▸ **Selected extract**:
● ● ● ● ● ● ●

By Brandon D. Bellew | Categories: Articles, LitigationPrint PDF May 2013

Individuals commonly believe that if they own a piece of real property then they can sell it when they want, transfer it to whomever they want, or devise it through their estate planning documents however they choose. But that is not always the case if the owner has a spouse and/or minor children when it comes to Florida real estate that meets the definition of homestead property. The concept of homestead and how it is taxed, exempted, transferred, devised and otherwise dealt with is one of the most complicated concepts in Florida law.
First, what is homestead? The Florida Constitution defines homestead as real property to the extent of no more than one half of an acre of contiguous land in a municipality, owned by a natural person, and the improvements on it. Art. X, §4(a), Fla. Const. The owner must “have made or intend to make the real property his or her permanent residence or that of his family”. Aronson v. Aronson, 81 So.3d 515 (Fla. 3d DCA 2012). Additionally, it is not always necessary that the owner reside on the property at the time of his or her death for the property to be considered homestead. That may sound relatively straight forward, or not, but there is extensive case law about what exactly constitutes homestead, but that is beyond the scope of this article. For purposes of this article, homestead is the dwelling and attached land where the individual or their family reside as their home. This article will focus on the restrictions that the Florida Probate Code and the Florida Constitution impose on homestead property to limit the ability of the owner to transfer and devise the property when they are survived by a spouse or minor child.

● ● ● ● ● ● ●

▸ **Exercise tasks**:
1 > Reproduce the passage on Florida homestead property word for word, starting with "By Brandon D." and going on through "in Florida law.".
2 > Write the next part of the Florida homestead article, picking up right after its final sentence.

▸ **Material supplied**:

● ● ● ● ● ● ●

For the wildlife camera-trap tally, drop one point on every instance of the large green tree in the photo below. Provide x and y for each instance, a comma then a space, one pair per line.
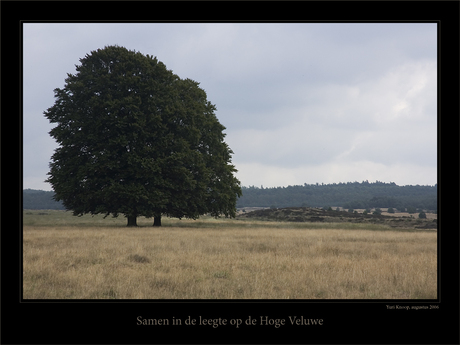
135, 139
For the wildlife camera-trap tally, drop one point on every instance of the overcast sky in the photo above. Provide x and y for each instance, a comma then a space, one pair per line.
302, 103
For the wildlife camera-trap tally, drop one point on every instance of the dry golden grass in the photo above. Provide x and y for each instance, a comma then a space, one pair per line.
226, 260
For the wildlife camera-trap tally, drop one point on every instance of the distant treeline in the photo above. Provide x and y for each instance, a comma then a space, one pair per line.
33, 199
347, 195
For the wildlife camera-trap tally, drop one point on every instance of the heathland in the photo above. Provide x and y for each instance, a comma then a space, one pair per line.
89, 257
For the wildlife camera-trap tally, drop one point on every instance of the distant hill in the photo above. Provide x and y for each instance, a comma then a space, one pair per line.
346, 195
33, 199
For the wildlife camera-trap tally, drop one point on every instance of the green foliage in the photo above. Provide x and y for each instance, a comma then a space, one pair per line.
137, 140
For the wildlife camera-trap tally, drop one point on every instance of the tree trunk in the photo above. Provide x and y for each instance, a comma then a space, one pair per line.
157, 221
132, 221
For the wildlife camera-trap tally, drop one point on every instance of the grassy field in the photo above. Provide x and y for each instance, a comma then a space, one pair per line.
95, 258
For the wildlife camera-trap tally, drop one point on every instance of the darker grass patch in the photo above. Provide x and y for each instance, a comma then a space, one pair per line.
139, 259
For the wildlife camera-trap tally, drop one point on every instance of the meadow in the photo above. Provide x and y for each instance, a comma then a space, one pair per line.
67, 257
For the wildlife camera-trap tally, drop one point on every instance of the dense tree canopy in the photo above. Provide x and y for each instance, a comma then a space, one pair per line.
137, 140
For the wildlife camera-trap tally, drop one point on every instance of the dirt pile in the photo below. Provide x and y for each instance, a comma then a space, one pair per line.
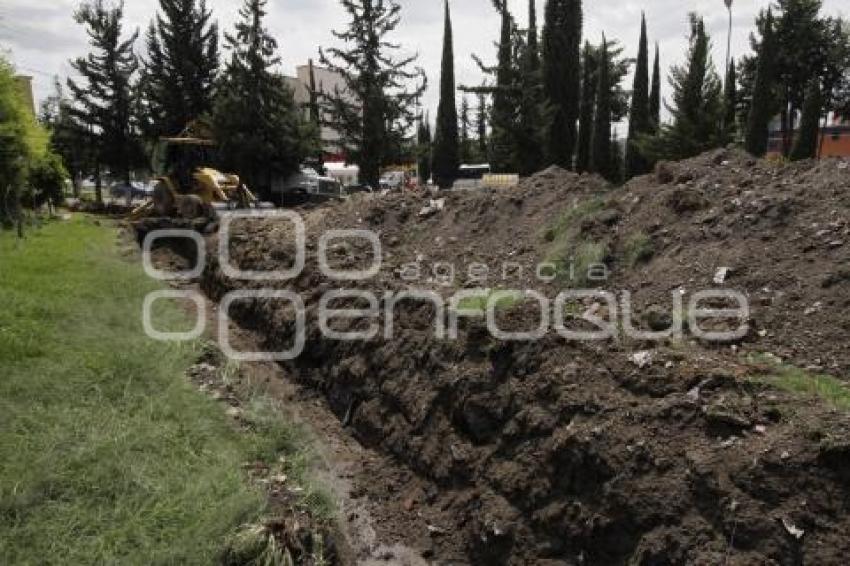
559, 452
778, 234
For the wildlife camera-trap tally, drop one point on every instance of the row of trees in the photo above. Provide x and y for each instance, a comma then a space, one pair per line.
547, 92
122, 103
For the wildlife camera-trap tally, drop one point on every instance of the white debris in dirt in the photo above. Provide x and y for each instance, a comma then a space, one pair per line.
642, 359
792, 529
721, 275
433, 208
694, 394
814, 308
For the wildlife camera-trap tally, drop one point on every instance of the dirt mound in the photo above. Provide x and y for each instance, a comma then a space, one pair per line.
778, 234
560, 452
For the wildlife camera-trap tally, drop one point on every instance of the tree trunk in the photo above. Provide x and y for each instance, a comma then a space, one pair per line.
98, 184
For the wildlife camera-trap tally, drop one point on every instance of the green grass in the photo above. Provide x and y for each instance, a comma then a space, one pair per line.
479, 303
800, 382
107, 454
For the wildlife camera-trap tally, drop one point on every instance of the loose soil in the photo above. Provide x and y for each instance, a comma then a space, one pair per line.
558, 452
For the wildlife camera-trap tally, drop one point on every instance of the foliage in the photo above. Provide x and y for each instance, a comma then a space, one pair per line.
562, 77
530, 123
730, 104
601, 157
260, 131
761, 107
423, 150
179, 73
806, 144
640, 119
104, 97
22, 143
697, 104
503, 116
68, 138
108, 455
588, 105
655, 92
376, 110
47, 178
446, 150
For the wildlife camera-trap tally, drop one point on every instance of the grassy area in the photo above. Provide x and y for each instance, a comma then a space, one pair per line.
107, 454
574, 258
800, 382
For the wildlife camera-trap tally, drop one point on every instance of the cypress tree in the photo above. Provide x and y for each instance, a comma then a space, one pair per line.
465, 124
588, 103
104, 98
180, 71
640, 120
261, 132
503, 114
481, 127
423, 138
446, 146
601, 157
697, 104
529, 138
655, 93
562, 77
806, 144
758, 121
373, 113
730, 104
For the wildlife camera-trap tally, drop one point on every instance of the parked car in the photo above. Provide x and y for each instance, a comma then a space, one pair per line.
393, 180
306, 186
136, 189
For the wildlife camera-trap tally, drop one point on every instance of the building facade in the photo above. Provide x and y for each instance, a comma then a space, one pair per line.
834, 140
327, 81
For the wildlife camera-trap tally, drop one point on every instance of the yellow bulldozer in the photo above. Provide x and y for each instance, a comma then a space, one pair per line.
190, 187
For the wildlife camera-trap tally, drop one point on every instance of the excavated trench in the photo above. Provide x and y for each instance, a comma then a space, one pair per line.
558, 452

● ● ● ● ● ● ●

▸ **Answers by task**:
1 >
By Brandon D. Bellew | Categories: Articles, LitigationPrint PDF May 2013

Individuals commonly believe that if they own a piece of real property then they can sell it when they want, transfer it to whomever they want, or devise it through their estate planning documents however they choose. But that is not always the case if the owner has a spouse and/or minor children when it comes to Florida real estate that meets the definition of homestead property. The concept of homestead and how it is taxed, exempted, transferred, devised and otherwise dealt with is one of the most complicated concepts in Florida law.

2 >
Failing to be aware of these restrictions can lead to extensive litigation over the issue of who owns the homestead upon the owner’s death. Some facts that seem relatively well settled can quickly become hotly contested. Issues such as whether the property was the decedent’s homestead, did the spouse waive his/her rights, was the homestead abandoned, was the property properly transferred during life, and many others can result in protracted litigation. Technically homestead property passes outside of probate “in a twinkle of an eye” to the proper beneficiaries. That quote comes from the Aronson case cited above, but the owner of the property died in 2001 and the Court did not finally decide who the proper owners of the property were until 2012. So eleven years is “in a twinkle of an eye”?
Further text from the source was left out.